## BEGIN Exercise data
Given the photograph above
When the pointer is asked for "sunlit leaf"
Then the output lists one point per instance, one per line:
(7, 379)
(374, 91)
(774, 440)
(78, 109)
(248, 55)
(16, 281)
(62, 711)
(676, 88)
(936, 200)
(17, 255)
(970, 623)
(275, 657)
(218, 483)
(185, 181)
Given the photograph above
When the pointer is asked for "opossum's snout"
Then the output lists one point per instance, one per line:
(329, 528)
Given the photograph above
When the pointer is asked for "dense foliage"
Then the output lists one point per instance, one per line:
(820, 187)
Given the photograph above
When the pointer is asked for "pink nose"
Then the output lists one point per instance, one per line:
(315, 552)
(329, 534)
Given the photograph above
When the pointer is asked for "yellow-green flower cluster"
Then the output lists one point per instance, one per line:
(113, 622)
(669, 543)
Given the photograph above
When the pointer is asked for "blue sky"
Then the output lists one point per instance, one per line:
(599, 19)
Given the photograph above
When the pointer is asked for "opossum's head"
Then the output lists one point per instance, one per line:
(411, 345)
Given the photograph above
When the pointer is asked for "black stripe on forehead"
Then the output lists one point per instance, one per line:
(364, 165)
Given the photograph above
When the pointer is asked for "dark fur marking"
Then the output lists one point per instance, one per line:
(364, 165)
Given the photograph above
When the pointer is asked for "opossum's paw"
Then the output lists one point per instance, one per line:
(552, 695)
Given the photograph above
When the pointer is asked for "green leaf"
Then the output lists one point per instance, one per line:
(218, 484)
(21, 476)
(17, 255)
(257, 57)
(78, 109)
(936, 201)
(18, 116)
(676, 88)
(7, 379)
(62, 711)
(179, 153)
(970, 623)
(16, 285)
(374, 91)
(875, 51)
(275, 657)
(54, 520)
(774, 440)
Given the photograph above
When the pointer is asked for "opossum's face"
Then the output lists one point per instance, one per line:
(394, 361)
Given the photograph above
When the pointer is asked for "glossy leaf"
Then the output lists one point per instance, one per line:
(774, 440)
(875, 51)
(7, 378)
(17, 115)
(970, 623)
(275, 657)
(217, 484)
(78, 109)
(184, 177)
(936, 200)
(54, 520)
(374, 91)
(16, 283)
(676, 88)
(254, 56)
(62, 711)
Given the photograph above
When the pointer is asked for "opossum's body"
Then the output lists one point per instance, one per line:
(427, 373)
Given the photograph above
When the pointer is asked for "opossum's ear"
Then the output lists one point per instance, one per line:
## END Exercise data
**Objective**
The records above should all be quoted exactly, please.

**Finished exercise**
Given the photograph above
When the pointer is asked for "sunlit leaf"
Then the output lists one point per instance, one per line:
(7, 379)
(374, 91)
(774, 440)
(78, 109)
(248, 55)
(16, 281)
(62, 711)
(676, 88)
(936, 200)
(17, 255)
(970, 623)
(275, 657)
(218, 483)
(185, 181)
Given the photograph above
When the pointer is asked for "opossum's snout"
Then the output lists one point per instance, one per line:
(329, 528)
Given the photograph above
When the pointer is asked for "dense foliage"
Then the output lists one point per instance, one per line:
(820, 187)
Given the photograph above
When the pointer is asked for "pink nose"
Then the output lists one point per instance, one per line:
(315, 552)
(329, 534)
Given the photograph above
When the pointer is asked for "yellow-green flower cluster"
Then the output lists one point per instance, one per line:
(113, 622)
(669, 543)
Given the photograph above
When the pointer is asked for "blue sky"
Then the output lists one point per instance, one per line:
(599, 19)
Given the photograph above
When the pointer is asked for "opossum's head"
Then the output lists one point per instance, one per line:
(411, 345)
Given the photograph above
When the pointer is asked for "black stripe on forehead"
Then the output lists one point per instance, one per line:
(364, 165)
Given the photograph above
When the pointer is asked for "dark fur marking"
Then the output lists one point per instance, one per line:
(364, 165)
Given the photograph above
When the pointer is asked for "opossum's paw"
Then the output lists one point per instance, one per line:
(552, 695)
Given the photograph above
When the pointer is asked for "green leaf"
Then the output lists one point per instance, one per line:
(218, 484)
(21, 476)
(17, 255)
(257, 57)
(78, 109)
(936, 201)
(18, 116)
(676, 88)
(7, 379)
(62, 711)
(179, 153)
(970, 623)
(16, 285)
(374, 91)
(875, 51)
(275, 657)
(54, 520)
(774, 440)
Given the photograph above
When the pointer is asked for "opossum's face"
Then the output lists one point per instance, one per line:
(394, 361)
Given the photograph above
When the pointer is asked for "glossy leaf"
Then the output lists one point per instance, one per line:
(774, 440)
(875, 51)
(7, 378)
(17, 115)
(970, 623)
(275, 657)
(217, 484)
(78, 109)
(184, 177)
(936, 200)
(54, 520)
(374, 91)
(16, 283)
(676, 88)
(254, 56)
(62, 711)
Given the photograph above
When the pointer is asked for "opossum's body"
Then the output lists one point per instance, one per line:
(427, 373)
Given the photograph above
When the pointer is asked for "opossum's ear"
Then the output lists one point per instance, one per line:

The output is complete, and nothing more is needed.